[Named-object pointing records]
□ □ □ □ □ □ □

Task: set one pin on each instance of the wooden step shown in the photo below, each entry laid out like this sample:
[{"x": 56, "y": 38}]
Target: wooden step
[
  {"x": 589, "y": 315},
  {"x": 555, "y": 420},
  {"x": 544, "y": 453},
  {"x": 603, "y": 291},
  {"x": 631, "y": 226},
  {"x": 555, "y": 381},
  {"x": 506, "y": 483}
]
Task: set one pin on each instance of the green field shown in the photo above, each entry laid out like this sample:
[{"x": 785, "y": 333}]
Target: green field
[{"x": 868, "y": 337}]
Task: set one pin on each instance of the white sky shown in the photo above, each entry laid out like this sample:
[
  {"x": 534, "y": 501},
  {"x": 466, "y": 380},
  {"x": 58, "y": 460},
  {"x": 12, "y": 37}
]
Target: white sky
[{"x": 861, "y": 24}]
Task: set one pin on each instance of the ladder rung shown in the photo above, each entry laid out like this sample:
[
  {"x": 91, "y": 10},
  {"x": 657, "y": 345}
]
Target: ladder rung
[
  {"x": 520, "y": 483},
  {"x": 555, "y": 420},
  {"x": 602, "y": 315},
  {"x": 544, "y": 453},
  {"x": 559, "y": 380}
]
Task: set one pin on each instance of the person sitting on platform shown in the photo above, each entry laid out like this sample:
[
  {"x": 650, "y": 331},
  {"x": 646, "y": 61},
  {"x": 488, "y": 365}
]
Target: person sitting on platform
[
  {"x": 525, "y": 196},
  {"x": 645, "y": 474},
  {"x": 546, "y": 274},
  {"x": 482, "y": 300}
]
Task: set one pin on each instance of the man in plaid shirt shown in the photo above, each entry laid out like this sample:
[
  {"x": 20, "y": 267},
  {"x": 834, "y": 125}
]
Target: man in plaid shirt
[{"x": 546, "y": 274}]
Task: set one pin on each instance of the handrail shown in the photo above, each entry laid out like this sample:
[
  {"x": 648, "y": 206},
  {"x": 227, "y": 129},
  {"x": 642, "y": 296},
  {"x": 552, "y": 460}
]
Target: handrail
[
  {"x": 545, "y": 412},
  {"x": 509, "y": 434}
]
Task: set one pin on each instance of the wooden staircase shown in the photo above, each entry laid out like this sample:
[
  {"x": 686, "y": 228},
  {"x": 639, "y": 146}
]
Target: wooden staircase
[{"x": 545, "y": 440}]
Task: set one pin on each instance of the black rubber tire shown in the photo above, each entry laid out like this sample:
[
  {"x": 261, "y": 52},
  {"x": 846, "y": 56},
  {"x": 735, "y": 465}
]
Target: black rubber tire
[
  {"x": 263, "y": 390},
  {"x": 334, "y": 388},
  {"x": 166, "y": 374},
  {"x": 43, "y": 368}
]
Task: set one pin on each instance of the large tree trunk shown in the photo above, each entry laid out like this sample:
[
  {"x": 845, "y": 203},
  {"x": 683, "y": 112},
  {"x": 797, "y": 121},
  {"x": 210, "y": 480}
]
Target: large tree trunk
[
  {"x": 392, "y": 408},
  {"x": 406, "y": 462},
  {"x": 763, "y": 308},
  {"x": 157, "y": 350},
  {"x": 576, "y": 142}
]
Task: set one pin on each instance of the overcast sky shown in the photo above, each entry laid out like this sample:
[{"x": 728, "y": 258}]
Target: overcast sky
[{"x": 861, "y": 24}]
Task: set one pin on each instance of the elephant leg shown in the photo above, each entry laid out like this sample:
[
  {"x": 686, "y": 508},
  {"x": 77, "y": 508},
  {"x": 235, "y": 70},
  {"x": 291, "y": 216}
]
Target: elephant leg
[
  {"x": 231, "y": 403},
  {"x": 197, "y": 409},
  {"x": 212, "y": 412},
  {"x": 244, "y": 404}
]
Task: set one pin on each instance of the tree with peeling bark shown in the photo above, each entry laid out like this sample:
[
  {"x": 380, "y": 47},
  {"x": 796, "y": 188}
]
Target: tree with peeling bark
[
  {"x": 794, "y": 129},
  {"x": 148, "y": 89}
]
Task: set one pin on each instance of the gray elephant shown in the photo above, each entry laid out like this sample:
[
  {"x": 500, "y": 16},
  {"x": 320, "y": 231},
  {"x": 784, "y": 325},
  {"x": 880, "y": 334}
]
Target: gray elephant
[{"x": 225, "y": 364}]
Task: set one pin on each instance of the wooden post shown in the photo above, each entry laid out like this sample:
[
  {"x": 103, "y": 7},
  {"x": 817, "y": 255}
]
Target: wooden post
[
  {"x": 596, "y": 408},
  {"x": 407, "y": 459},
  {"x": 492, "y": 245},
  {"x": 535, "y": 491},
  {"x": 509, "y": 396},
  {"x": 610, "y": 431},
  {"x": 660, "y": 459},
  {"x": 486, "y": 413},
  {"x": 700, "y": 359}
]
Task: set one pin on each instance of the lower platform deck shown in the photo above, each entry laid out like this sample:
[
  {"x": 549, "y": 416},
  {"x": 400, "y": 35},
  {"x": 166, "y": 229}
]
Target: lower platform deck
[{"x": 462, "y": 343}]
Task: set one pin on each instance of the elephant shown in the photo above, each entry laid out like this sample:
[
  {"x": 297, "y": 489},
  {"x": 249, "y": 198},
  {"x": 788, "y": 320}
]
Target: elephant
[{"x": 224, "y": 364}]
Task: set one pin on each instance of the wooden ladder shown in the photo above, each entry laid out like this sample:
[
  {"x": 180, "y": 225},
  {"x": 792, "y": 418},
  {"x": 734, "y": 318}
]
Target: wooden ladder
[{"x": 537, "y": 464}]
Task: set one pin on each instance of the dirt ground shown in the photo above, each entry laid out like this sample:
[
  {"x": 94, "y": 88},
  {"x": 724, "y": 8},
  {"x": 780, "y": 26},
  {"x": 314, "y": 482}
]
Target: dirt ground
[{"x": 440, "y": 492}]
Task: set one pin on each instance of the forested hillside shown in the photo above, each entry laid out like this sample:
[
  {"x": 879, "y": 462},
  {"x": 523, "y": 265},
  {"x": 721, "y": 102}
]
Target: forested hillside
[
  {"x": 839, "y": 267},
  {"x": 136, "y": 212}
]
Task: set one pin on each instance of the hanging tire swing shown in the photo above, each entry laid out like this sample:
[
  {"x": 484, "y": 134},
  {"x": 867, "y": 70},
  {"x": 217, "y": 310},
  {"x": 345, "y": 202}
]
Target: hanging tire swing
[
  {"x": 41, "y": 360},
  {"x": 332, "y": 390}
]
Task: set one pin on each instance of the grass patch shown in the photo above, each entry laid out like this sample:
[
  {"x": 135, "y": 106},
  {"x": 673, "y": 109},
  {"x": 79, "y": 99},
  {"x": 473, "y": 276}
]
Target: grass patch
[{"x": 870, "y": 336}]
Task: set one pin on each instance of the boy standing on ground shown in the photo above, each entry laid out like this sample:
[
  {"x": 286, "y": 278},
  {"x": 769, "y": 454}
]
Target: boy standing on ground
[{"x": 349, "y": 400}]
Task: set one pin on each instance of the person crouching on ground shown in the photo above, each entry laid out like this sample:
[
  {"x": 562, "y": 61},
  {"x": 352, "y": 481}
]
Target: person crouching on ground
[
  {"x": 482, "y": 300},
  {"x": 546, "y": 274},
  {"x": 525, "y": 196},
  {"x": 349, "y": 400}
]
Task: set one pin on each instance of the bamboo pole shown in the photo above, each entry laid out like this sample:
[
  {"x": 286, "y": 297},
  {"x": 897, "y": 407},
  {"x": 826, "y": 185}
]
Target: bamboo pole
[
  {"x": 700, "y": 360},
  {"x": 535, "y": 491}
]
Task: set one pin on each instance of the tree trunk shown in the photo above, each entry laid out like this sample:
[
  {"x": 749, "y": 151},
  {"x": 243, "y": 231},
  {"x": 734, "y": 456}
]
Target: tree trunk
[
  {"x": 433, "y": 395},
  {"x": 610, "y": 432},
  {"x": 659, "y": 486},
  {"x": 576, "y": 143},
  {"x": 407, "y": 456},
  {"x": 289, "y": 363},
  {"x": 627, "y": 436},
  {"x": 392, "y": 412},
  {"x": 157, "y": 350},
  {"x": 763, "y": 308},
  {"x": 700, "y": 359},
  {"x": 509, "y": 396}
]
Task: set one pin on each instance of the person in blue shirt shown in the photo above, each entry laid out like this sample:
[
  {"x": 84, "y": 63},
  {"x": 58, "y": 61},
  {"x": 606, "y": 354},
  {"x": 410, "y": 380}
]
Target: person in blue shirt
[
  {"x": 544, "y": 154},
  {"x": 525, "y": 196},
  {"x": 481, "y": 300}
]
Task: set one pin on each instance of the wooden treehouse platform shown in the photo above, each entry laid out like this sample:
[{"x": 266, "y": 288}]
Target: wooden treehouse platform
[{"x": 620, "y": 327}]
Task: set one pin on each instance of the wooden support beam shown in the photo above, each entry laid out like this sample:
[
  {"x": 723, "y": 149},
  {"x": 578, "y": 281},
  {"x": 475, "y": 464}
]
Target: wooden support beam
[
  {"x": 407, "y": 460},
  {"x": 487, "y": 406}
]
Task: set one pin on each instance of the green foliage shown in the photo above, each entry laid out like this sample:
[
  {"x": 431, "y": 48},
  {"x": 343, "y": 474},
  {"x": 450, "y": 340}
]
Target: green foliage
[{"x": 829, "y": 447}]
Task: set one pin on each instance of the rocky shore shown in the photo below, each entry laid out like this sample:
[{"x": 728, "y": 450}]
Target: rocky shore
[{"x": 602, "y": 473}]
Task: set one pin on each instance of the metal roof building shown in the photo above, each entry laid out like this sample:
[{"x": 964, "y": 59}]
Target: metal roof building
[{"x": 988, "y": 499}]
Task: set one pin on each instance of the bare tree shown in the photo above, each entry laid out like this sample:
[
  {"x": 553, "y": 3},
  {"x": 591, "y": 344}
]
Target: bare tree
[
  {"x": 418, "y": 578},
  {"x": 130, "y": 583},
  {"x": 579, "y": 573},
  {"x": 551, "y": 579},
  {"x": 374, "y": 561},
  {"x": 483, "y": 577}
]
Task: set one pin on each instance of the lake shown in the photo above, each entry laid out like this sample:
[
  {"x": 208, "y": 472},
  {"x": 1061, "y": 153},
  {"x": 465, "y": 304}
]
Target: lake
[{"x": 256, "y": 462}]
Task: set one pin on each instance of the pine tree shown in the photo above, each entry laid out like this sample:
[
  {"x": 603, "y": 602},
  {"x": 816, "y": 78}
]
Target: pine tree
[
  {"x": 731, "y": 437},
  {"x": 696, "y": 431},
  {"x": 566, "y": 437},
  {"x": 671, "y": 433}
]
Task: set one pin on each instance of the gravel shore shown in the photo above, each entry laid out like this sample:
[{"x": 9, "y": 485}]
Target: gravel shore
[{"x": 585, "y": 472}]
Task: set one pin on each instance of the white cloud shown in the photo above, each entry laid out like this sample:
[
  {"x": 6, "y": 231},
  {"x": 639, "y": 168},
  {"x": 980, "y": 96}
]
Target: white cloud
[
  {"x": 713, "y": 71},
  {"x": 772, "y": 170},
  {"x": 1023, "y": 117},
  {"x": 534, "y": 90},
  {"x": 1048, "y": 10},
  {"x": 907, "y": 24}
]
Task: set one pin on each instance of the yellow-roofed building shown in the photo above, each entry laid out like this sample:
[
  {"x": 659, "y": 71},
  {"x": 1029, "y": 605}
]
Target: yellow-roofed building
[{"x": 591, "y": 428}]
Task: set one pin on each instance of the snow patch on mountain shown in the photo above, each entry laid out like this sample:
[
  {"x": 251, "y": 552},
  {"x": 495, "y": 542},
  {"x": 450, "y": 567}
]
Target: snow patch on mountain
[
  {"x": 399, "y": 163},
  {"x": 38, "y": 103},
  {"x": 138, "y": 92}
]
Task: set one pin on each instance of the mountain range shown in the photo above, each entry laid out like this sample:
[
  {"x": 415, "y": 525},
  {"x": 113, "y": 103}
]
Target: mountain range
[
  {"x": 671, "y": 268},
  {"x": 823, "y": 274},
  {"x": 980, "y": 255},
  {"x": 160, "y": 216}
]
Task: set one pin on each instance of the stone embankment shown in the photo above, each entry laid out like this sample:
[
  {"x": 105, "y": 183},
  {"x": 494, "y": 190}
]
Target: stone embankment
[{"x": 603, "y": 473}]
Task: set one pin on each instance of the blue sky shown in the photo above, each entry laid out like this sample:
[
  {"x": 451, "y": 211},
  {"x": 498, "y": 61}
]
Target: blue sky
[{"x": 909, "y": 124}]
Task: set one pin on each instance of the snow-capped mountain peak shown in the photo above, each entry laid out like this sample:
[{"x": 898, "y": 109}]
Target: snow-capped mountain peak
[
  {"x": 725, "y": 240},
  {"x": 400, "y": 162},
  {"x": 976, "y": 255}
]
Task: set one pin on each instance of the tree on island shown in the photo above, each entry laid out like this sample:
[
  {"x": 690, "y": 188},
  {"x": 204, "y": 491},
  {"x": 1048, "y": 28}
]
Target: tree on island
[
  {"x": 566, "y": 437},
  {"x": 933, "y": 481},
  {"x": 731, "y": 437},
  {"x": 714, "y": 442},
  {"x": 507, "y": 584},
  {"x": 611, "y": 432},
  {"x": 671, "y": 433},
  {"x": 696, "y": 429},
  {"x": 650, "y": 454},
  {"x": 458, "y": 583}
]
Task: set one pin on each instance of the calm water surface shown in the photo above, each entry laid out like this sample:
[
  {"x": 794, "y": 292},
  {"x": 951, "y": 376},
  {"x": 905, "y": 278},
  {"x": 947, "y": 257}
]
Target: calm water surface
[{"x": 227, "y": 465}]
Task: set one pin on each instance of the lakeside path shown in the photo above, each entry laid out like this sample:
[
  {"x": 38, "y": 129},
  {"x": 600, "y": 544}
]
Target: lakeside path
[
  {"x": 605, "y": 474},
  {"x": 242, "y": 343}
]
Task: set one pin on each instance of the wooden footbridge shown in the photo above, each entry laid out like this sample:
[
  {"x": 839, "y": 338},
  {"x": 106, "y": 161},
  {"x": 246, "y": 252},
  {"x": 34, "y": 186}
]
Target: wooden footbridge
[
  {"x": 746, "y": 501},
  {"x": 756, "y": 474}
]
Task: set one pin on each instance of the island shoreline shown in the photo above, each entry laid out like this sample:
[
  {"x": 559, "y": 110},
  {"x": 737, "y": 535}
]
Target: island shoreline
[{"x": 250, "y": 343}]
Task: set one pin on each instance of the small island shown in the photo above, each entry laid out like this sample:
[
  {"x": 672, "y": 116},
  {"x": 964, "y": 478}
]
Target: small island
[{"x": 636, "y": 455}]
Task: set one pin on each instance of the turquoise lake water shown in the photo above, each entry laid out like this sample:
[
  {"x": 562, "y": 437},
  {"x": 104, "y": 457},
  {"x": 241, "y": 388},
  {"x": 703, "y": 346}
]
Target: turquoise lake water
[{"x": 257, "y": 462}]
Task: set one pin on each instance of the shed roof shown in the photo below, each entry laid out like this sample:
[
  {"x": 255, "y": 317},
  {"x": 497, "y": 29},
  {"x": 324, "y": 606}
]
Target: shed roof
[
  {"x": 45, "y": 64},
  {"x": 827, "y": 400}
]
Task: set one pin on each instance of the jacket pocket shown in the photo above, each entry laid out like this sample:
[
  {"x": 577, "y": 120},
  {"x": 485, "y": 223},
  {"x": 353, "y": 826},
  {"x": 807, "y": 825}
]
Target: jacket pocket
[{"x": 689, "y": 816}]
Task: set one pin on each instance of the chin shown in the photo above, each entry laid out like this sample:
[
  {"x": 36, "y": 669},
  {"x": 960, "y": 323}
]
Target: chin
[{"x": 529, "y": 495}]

□ □ □ □ □ □ □

Given instruction
From the "Task: set one pin on each instance of the island" line to the close of the listing, restate each line word for word.

Result for this exercise
Task: set one pin on each instance of the island shoreline shown in the photo above, each entry laid out like this sample:
[
  {"x": 559, "y": 110},
  {"x": 737, "y": 535}
]
Target: island shoreline
[{"x": 250, "y": 343}]
Task: set one pin on each instance of the small island shown in the photo above, each entry laid out like this sample:
[
  {"x": 672, "y": 116},
  {"x": 964, "y": 478}
]
Target: small island
[{"x": 636, "y": 455}]
Task: set one pin on each instance of the turquoise lake water shown in the photo above, each entry laid out like this sample:
[
  {"x": 562, "y": 437},
  {"x": 104, "y": 457},
  {"x": 241, "y": 388},
  {"x": 703, "y": 346}
]
Target: turquoise lake water
[{"x": 257, "y": 462}]
Task: set one pin on each instance of the shed roof shown in the photo below, each entry laid out like this sample:
[
  {"x": 255, "y": 317},
  {"x": 497, "y": 29},
  {"x": 324, "y": 606}
]
Target: shed roof
[
  {"x": 45, "y": 64},
  {"x": 827, "y": 400}
]
Task: set one pin on each instance of the jacket pocket shown in the photo above, each entry laid out like this sample:
[
  {"x": 577, "y": 120},
  {"x": 485, "y": 223},
  {"x": 353, "y": 826},
  {"x": 807, "y": 825}
]
Target: jacket pocket
[{"x": 689, "y": 816}]
Task: set one pin on each instance of the chin shown in the photo above, each entry laid out like this sample:
[
  {"x": 36, "y": 669},
  {"x": 960, "y": 323}
]
Target: chin
[{"x": 529, "y": 495}]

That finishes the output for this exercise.